[Saved entries]
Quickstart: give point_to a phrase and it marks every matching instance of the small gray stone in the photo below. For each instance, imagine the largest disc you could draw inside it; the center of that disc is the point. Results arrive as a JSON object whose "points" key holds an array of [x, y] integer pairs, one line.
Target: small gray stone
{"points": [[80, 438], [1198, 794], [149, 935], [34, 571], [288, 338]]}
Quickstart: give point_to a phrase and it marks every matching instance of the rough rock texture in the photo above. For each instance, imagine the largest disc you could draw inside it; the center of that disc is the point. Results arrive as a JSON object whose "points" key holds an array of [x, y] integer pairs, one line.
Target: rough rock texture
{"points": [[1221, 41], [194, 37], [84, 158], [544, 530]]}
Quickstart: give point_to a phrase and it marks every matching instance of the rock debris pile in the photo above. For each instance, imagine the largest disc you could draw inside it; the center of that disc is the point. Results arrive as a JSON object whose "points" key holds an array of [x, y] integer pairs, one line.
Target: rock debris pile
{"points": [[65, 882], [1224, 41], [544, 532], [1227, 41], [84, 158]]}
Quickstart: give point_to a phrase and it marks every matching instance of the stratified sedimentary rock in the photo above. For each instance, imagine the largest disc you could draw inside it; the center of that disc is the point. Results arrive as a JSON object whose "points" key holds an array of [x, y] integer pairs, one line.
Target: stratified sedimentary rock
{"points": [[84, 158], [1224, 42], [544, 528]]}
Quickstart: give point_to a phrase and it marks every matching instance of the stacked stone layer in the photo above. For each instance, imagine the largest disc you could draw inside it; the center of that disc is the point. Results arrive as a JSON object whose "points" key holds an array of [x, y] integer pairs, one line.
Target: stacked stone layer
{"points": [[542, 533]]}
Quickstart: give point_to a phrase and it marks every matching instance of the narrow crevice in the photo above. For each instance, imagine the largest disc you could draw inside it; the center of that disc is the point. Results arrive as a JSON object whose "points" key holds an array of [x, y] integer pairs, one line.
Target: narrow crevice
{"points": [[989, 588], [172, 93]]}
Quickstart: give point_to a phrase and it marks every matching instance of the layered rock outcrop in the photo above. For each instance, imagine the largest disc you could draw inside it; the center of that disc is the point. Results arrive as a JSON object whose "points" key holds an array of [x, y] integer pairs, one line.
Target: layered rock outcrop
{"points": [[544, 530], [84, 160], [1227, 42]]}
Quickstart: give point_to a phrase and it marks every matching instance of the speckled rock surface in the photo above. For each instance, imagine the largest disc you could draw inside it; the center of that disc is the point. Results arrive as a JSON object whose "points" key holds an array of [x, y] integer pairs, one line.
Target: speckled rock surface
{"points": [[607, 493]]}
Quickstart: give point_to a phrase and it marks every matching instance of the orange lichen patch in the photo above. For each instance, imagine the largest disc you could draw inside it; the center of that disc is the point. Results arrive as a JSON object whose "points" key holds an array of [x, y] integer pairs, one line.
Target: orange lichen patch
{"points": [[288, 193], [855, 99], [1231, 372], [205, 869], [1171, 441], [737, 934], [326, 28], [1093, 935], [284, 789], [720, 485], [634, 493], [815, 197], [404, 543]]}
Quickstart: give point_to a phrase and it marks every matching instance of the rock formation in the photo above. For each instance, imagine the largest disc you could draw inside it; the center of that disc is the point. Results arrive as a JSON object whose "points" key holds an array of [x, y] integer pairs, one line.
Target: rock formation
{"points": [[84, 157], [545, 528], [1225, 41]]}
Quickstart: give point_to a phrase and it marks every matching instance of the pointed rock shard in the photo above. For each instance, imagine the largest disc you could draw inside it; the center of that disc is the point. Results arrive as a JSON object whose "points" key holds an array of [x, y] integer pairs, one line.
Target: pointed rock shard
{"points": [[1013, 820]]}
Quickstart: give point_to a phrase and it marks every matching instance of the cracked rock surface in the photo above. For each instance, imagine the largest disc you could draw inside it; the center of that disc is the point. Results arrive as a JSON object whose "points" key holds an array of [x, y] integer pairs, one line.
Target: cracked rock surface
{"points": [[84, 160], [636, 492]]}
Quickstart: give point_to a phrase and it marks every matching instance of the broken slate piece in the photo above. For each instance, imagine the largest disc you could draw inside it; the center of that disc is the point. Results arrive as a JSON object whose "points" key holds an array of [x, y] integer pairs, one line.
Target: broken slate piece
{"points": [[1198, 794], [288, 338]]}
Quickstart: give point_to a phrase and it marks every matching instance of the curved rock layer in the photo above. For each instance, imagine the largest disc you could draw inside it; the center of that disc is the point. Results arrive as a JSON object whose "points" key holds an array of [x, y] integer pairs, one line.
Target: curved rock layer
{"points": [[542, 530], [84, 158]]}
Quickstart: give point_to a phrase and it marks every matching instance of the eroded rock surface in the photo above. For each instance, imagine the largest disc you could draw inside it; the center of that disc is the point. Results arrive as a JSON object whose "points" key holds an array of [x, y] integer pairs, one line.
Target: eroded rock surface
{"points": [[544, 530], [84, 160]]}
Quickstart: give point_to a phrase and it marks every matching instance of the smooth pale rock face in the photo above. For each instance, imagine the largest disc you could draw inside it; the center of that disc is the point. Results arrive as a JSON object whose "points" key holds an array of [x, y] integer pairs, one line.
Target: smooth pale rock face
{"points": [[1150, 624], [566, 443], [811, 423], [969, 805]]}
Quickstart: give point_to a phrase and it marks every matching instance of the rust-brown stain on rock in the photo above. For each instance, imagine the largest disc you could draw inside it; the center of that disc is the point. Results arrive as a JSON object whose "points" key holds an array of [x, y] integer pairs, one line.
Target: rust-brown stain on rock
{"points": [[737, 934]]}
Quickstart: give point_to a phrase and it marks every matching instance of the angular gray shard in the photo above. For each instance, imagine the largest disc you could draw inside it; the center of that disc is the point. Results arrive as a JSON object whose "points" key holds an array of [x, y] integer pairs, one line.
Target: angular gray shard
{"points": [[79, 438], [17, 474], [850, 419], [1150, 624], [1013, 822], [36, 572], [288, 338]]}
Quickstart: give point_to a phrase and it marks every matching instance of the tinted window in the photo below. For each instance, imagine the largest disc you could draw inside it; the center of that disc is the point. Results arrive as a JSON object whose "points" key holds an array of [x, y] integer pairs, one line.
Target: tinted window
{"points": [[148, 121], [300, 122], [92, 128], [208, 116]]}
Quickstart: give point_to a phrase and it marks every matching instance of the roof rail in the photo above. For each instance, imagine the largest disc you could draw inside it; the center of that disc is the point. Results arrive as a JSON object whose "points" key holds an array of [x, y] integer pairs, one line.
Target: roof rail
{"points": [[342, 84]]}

YOUR INSTRUCTIONS
Each line from the first line of the entries up to and including the line containing "of the rough" should be transcribed exactly, with all other lines left out.

ANSWER TO THE PROBLEM
Quickstart: give point_to a phrase and it marks every matching instance of the small gray stone in the photo below. For each instance, imagine the largest disc you could draw inside it; the center of that disc is the point. Results arrive as a JSON object whose "points" key holds an array of [x, y] integer pairs, one line.
Target: small gray stone
{"points": [[80, 438], [1198, 794], [149, 935], [34, 571], [288, 338]]}
Quickstart: give point_to a phrase and it marks every matching instance of the rough rock texture in the photo above. For each instance, imagine the largest disc you could draw inside it; the center of that disc is the point. Results arrive as a JSON object whose "points" key holds an array of [x, y] integer pairs, one line.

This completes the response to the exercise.